■ Task to complete: Output exactly, please, the lines of the records below from the one containing "the short dark hair" through the final line.

BEGIN Dataset records

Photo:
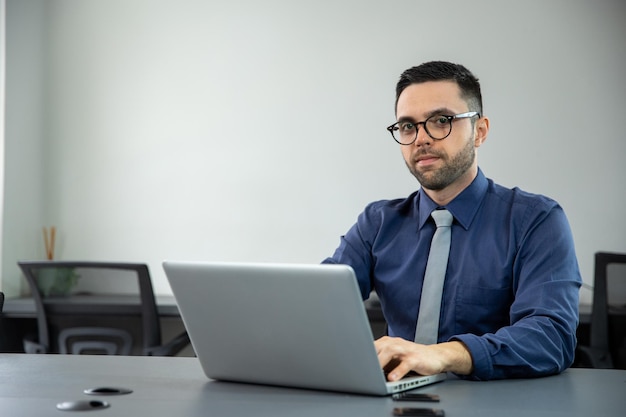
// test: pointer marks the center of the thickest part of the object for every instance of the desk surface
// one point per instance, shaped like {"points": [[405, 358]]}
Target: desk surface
{"points": [[32, 385]]}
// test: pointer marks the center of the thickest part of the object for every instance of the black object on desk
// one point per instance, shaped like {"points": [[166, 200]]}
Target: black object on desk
{"points": [[91, 338], [604, 346]]}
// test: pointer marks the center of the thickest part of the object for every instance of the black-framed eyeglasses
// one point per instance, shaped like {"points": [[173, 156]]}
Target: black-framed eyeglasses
{"points": [[438, 127]]}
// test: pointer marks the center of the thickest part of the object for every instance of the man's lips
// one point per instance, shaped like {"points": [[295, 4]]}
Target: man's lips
{"points": [[424, 160]]}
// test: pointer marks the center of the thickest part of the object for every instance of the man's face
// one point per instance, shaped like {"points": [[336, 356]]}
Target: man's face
{"points": [[438, 164]]}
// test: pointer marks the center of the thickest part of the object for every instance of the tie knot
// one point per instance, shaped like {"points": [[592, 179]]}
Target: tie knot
{"points": [[443, 218]]}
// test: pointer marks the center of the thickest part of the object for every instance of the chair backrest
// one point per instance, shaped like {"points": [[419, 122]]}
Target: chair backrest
{"points": [[151, 328], [599, 331]]}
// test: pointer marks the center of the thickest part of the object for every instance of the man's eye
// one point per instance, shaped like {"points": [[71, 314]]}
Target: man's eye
{"points": [[407, 127], [440, 120]]}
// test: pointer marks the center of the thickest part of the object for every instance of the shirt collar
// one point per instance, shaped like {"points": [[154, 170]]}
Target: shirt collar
{"points": [[464, 206]]}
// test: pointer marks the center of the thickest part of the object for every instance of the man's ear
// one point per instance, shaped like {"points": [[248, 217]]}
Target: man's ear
{"points": [[481, 131]]}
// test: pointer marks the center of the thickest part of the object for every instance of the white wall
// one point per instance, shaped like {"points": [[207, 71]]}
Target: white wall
{"points": [[247, 130]]}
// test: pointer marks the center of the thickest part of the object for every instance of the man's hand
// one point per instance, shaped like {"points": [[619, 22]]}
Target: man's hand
{"points": [[399, 357]]}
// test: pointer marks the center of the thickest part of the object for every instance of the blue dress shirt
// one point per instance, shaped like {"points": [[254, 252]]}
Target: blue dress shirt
{"points": [[512, 282]]}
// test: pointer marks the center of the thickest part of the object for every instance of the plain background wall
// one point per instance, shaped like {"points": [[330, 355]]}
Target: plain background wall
{"points": [[255, 131]]}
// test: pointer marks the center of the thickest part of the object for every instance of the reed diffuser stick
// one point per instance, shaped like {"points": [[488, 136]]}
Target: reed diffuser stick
{"points": [[49, 243]]}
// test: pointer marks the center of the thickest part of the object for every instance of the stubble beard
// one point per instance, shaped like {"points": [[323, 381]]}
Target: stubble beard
{"points": [[451, 171]]}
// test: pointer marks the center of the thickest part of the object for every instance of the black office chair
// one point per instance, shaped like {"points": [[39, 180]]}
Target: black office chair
{"points": [[88, 338], [601, 342]]}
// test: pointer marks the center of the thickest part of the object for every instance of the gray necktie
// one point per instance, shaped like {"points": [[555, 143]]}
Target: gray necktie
{"points": [[427, 329]]}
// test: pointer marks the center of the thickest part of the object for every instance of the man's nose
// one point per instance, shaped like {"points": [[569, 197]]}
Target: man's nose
{"points": [[422, 137]]}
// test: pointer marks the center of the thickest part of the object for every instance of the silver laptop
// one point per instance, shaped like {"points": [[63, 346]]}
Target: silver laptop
{"points": [[291, 325]]}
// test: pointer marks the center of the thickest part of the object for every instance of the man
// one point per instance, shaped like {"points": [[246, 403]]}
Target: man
{"points": [[510, 297]]}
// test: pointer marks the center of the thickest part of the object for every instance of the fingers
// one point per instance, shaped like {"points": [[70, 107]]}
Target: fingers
{"points": [[394, 356]]}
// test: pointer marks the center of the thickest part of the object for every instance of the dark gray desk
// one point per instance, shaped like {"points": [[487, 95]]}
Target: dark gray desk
{"points": [[32, 385]]}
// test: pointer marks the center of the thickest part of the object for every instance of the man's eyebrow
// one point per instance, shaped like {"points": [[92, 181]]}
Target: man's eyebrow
{"points": [[441, 110]]}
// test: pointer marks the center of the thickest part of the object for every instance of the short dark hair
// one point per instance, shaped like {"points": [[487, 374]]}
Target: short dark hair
{"points": [[444, 71]]}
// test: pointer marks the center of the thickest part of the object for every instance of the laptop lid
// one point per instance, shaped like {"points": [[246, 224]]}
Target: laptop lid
{"points": [[292, 325]]}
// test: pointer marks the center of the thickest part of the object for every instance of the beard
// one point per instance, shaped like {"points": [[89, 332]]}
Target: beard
{"points": [[452, 170]]}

END Dataset records

■ Exercise solution:
// test: pointer marks the center of the thickest part of the object for every instance of the short dark hair
// one point per instance, shaped like {"points": [[487, 374]]}
Target: short dark hair
{"points": [[444, 71]]}
// test: pointer marks the center of the thickest part of the object for every instance of the laptop lid
// one point per instance, shaped like {"points": [[246, 224]]}
Target: laptop lid
{"points": [[292, 325]]}
// test: pointer marks the center of the thickest part of the object for every instance of the beard
// one point per instance, shaped like {"points": [[89, 332]]}
Target: beard
{"points": [[452, 170]]}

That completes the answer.